Recopiez mot pour mot le passage de l'extrait sur le procès de Maurice Papon, de « Michel Slitinsky, partie » à « plus de détails. ».

## EXTRAIT DU TEXTE
== == ==

Une curieuse exception à la règle de la délivrance des exemptions par les seules autorités allemandes concerne Maurice Papon. L'ancien secrétaire général de la préfecture de Gironde, a-t-il menti à son procès ?
Maurice Papon, secrétaire général de la préfecture de Gironde (dr) |
Le 16 février 1998, lors de la 68e journée de son procès devant la cour d'assises de la Gironde, il affirma avoir accordé pas moins de 1.182 dérogations au port de l'étoile jaune.
« Ce qui donnait une chance supplémentaire aux juifs d'échapper aux allemands » déclare-t-il.
Elles auraient concerné 951 français et 231 étrangers.
Michel Slitinsky, partie civile à l'origine du procès, contestera ces chiffres évoquant seulement 11 dérogations accordées, sans donner plus de détails.
Maurice Papon, interrogé le 5 décembre 1997 par le procureur général sur l'application de la 8e ordonnance, répondra : « Le premier choc que j'ai eu en arrivant à Bordeaux, et en prenant possession du poste de secrétaire général, ça été l'étoile jaune qui venait d'être distribuée quelques jours avant mon arrivée.

== == ==

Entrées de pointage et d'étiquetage
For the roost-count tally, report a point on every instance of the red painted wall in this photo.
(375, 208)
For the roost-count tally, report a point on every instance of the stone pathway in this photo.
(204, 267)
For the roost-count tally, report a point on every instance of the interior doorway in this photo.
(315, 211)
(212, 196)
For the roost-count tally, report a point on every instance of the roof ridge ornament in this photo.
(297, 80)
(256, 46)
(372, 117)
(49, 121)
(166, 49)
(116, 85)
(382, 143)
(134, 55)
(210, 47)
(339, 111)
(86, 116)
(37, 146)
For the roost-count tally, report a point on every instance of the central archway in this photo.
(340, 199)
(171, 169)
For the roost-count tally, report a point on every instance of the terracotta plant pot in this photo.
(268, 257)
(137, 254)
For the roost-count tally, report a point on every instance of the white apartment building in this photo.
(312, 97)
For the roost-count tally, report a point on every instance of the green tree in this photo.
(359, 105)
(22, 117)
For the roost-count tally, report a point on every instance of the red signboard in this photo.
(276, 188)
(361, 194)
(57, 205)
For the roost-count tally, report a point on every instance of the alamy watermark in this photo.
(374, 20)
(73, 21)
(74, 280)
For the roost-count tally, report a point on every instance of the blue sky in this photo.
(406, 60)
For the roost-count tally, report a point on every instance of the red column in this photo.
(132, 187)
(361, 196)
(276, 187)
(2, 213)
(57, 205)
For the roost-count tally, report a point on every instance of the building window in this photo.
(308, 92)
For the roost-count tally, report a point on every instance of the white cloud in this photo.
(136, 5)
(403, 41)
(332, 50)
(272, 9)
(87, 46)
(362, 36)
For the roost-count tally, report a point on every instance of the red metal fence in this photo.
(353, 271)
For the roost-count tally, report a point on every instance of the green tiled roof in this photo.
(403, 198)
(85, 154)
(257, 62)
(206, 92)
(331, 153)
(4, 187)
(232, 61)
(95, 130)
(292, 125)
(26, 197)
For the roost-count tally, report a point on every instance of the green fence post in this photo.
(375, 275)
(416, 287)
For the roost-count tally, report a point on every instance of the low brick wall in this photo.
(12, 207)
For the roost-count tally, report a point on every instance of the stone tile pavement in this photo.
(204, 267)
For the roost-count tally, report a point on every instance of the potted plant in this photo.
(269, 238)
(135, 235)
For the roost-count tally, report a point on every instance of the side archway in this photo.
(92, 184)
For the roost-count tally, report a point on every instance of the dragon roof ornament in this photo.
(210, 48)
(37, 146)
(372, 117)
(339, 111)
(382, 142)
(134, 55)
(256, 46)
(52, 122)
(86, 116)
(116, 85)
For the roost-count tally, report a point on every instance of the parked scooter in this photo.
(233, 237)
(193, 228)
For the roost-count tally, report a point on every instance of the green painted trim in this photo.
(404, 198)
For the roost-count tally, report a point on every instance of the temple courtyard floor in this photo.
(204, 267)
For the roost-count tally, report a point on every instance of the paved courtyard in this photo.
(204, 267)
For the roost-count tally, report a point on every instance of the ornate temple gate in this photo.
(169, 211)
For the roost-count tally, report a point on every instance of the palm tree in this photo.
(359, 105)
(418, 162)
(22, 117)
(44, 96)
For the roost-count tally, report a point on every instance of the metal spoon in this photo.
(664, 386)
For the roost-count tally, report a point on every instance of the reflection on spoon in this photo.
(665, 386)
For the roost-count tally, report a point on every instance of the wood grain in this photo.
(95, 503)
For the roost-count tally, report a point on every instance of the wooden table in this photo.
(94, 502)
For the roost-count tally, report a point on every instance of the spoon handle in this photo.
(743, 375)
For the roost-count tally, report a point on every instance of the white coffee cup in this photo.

== == ==

## CORRIGÉ
Michel Slitinsky, partie civile à l'origine du procès, contestera ces chiffres évoquant seulement 11 dérogations accordées, sans donner plus de détails.